_TASK OBJECTIVE_
Your task is to transcribe the lines from the start of the data below through the line containing "negative clicks: (489, 128)", inclusive, exactly as they stand and without the pictures.

[Collected data]
==============================
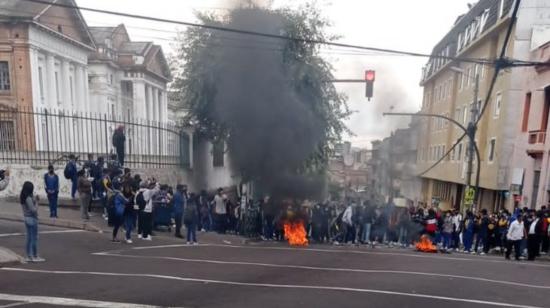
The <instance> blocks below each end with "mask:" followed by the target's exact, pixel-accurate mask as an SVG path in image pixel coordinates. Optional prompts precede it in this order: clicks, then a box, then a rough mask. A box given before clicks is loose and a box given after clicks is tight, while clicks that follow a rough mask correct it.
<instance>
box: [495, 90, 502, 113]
mask: <svg viewBox="0 0 550 308" xmlns="http://www.w3.org/2000/svg"><path fill="white" fill-rule="evenodd" d="M501 101H502V94H500V93H497V97H496V99H495V118H498V116H499V115H500V104H501Z"/></svg>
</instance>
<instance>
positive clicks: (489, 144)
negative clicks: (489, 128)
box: [489, 138, 497, 162]
mask: <svg viewBox="0 0 550 308" xmlns="http://www.w3.org/2000/svg"><path fill="white" fill-rule="evenodd" d="M496 142H497V140H496V139H495V138H492V139H491V140H490V141H489V161H490V162H491V161H493V159H494V158H495V145H496Z"/></svg>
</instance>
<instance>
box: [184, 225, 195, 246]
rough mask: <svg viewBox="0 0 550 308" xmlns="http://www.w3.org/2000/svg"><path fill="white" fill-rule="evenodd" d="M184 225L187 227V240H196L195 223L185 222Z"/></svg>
mask: <svg viewBox="0 0 550 308" xmlns="http://www.w3.org/2000/svg"><path fill="white" fill-rule="evenodd" d="M185 227H186V228H187V241H188V242H191V241H193V242H197V224H196V223H192V224H185Z"/></svg>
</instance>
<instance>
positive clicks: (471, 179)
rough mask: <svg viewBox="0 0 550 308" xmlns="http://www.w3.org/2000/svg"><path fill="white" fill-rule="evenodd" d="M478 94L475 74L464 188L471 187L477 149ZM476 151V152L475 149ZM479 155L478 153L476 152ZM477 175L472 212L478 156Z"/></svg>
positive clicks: (466, 133)
mask: <svg viewBox="0 0 550 308" xmlns="http://www.w3.org/2000/svg"><path fill="white" fill-rule="evenodd" d="M478 94H479V74H476V76H475V84H474V103H473V105H472V111H471V112H472V114H471V117H470V123H468V128H467V131H466V134H468V138H469V139H470V146H469V147H468V173H467V176H466V186H467V187H468V188H469V187H470V186H471V185H472V173H473V164H474V147H475V148H477V145H476V142H475V138H476V131H477V125H476V122H477V116H478V113H479V110H478V108H477V100H478ZM476 151H478V150H477V149H476ZM478 153H479V151H478ZM477 168H478V170H477V174H476V188H475V191H474V204H473V207H474V208H473V210H475V207H476V206H477V201H478V200H477V198H478V196H479V170H480V158H479V154H478V159H477Z"/></svg>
==============================
_TASK SOLUTION_
The <instance> blocks below each end with "mask:" followed by the target's exact, pixel-accurate mask as an SVG path in image pixel coordinates. Optional prompts precede it in this order: clicks, then a box, then a rough mask. A box given before clicks is loose and a box given after clicks is tight, while clicks that follow a rough mask correct it.
<instance>
box: [495, 90, 502, 113]
mask: <svg viewBox="0 0 550 308" xmlns="http://www.w3.org/2000/svg"><path fill="white" fill-rule="evenodd" d="M501 101H502V94H500V93H497V97H496V99H495V118H498V116H499V115H500V104H501Z"/></svg>
</instance>
<instance>
positive clicks: (489, 144)
negative clicks: (489, 128)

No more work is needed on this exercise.